[Records contained in a dataset]
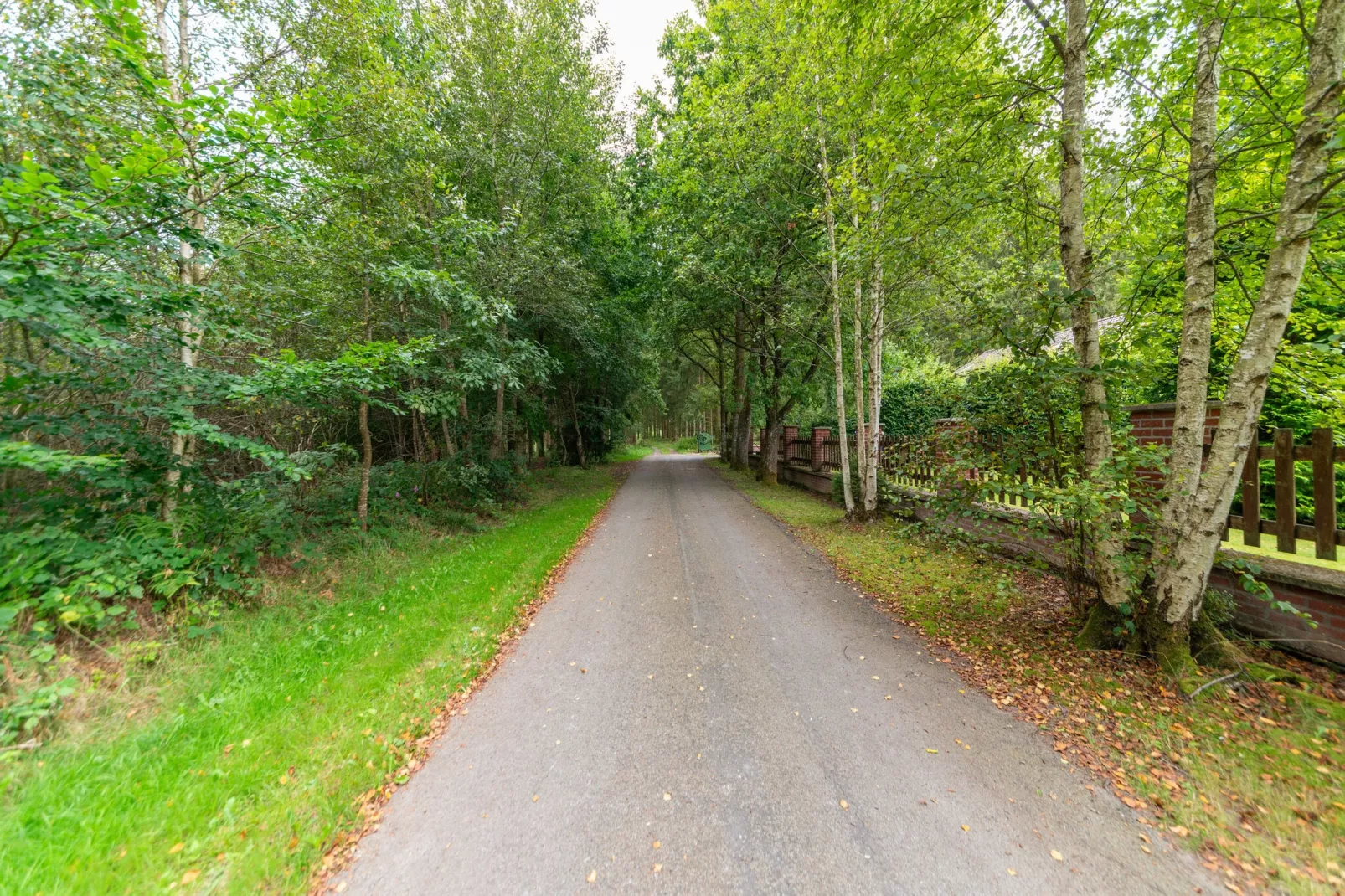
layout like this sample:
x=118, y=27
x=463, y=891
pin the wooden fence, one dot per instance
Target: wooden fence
x=920, y=463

- [What you have to do]: Would you copy out the data exactly, leaving every picture out?

- [Problem solution]:
layout like this sample:
x=118, y=27
x=463, y=891
pin the wooden fence, one dot per instance
Target: wooden fence
x=920, y=463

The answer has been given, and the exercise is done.